[Dataset entries]
------------------------------------------------------------------------

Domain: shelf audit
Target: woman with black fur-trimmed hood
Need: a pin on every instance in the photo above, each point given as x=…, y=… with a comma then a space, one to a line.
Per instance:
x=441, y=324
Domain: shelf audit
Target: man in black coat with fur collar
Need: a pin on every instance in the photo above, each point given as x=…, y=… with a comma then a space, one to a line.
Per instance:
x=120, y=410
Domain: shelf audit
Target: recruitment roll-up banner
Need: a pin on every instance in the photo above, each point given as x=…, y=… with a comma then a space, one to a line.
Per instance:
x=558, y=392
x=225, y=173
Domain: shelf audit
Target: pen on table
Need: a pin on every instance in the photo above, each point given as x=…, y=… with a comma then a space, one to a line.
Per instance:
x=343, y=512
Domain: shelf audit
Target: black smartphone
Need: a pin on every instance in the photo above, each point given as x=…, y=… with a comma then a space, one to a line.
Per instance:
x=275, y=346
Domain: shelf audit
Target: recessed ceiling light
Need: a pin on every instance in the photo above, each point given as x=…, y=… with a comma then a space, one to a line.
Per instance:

------------------------------------------------------------------------

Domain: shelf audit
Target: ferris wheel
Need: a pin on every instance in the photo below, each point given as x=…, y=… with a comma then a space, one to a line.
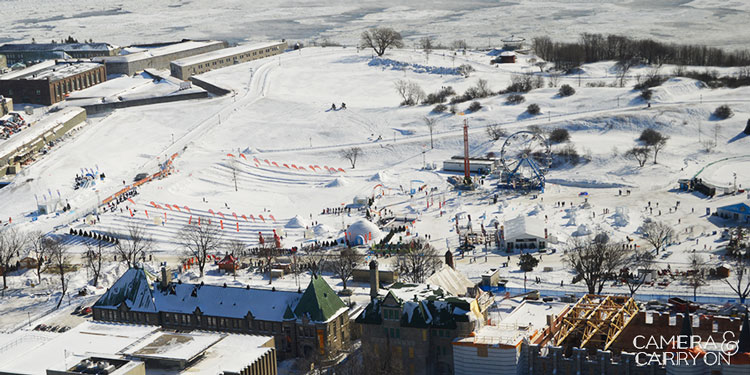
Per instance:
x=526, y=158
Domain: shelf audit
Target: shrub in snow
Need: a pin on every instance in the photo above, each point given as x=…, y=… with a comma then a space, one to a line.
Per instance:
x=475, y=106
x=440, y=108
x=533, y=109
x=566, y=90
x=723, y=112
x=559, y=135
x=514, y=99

------------------------------------------------------------------------

### WORK ITEM
For each line of the entries that holds the word "black", pull that line out.

### WRITTEN SOLUTION
Target: woman with black fur-trimmed hood
Target: man in black coat with fur collar
Target: black smartphone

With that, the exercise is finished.